■ **Instructions for the task**
Please give the number of lines in the material below that contain "beam", and provide nothing besides that number.

■ **Data records**
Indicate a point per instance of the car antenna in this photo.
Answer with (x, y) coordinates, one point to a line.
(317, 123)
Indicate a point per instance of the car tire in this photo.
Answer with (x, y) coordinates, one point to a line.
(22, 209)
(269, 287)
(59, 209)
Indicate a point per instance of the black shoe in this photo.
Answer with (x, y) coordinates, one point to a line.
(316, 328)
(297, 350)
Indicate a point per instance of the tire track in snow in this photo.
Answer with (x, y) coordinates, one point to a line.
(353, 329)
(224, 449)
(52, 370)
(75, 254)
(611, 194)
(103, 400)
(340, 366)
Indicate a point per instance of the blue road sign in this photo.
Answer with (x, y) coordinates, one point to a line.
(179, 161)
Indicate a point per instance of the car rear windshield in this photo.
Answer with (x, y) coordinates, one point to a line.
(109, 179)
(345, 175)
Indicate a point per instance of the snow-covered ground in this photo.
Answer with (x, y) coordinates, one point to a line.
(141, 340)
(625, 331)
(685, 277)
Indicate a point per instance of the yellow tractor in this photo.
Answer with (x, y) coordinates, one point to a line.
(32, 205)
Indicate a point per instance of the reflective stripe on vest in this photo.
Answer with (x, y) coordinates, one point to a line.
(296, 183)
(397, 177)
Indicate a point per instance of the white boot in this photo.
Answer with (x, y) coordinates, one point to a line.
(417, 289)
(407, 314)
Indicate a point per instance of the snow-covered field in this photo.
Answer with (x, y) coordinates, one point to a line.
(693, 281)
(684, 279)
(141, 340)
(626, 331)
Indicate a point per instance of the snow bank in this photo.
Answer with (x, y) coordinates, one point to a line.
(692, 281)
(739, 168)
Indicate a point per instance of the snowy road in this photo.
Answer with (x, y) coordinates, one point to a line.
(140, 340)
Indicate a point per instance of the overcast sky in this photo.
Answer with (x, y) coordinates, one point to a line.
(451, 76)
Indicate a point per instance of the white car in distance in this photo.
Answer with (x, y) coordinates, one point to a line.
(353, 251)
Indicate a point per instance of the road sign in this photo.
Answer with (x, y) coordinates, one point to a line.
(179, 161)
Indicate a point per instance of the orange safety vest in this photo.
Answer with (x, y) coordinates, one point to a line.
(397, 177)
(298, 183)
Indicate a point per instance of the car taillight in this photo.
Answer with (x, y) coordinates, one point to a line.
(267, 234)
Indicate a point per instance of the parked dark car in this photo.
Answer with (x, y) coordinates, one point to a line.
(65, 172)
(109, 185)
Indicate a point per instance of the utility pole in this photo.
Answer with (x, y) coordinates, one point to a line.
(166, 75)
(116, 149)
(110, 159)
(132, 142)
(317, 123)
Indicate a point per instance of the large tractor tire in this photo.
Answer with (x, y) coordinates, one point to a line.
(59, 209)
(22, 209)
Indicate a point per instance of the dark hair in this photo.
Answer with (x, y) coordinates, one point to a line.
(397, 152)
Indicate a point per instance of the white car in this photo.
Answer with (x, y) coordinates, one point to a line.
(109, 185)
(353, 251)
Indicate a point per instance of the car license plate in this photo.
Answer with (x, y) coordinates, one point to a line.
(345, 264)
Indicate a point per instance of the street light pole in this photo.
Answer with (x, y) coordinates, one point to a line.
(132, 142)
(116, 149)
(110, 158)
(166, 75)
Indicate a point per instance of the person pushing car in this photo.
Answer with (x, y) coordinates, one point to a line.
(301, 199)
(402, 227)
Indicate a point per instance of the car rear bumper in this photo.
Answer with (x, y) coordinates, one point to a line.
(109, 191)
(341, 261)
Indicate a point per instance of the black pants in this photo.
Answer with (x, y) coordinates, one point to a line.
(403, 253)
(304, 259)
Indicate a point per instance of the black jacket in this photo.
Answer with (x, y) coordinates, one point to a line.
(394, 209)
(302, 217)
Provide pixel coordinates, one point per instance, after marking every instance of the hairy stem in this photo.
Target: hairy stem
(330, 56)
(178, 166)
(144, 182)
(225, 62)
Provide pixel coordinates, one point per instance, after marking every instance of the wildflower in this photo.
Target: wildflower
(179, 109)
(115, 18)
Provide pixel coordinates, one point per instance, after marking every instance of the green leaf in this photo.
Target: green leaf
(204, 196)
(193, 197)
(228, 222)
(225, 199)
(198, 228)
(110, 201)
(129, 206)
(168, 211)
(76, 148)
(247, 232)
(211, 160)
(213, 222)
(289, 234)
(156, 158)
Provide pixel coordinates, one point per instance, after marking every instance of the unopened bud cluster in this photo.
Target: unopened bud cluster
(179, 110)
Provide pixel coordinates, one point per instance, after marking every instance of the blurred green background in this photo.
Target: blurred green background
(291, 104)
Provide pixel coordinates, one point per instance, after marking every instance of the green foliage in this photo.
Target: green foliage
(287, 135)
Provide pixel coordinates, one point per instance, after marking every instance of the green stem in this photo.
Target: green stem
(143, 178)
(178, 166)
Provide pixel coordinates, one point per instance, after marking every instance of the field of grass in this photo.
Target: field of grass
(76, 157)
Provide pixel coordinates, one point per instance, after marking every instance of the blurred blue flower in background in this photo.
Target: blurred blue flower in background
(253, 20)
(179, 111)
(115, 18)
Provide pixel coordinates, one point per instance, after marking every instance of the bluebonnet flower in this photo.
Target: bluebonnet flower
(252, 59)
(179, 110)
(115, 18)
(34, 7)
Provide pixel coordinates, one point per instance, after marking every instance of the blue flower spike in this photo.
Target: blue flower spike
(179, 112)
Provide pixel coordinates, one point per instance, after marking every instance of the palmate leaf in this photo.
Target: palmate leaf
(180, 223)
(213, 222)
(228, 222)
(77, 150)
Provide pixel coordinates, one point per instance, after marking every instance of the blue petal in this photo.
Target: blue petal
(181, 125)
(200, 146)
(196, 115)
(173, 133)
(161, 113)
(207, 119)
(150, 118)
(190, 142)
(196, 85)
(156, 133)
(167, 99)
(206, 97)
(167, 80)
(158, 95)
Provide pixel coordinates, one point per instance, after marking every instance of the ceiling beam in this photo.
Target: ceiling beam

■ **Written response**
2